Your assignment
From the following material, say how many lines have "above" in them; write only the number.

Dataset records
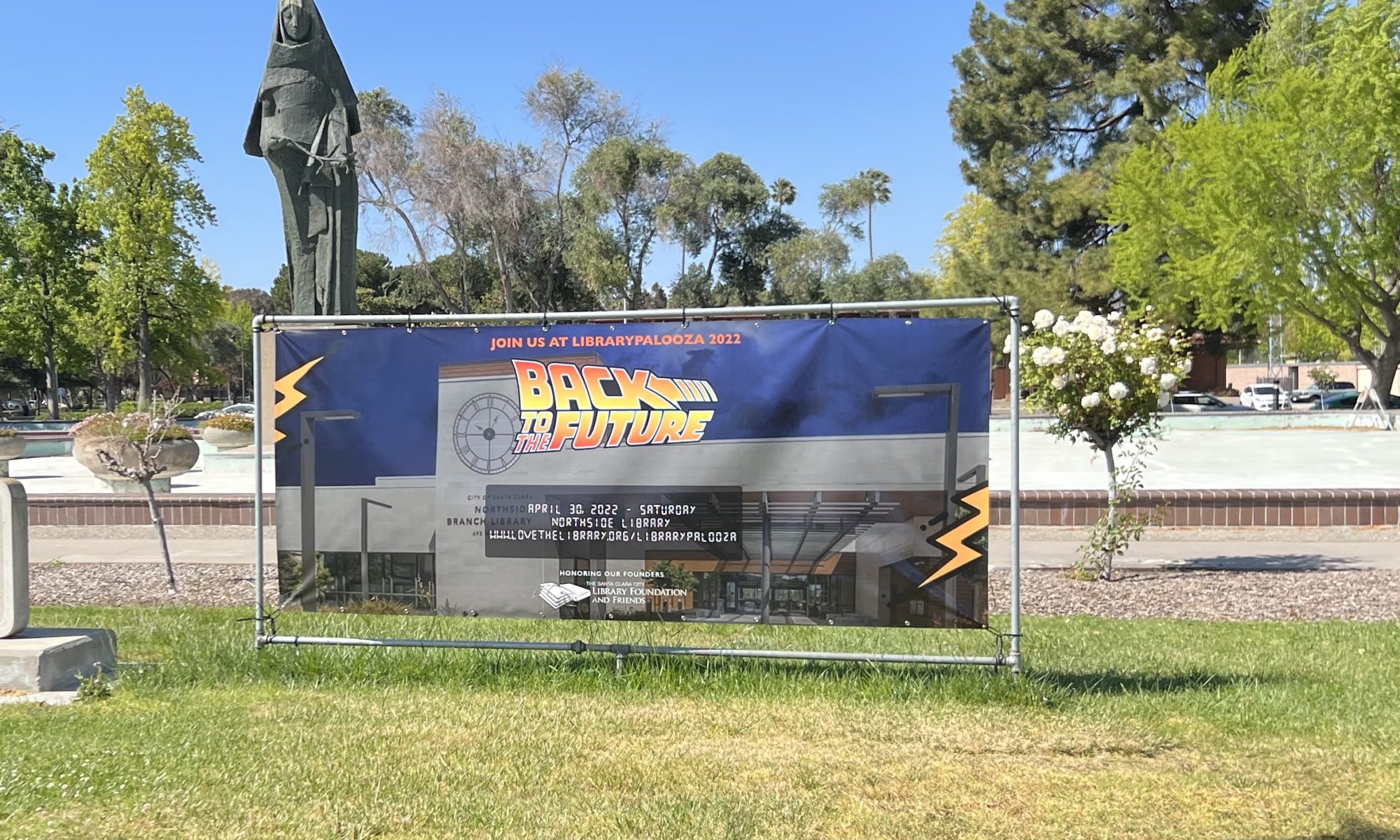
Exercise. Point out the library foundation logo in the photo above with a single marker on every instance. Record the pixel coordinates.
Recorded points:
==
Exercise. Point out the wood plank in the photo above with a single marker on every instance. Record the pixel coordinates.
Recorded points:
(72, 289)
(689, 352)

Task solution
2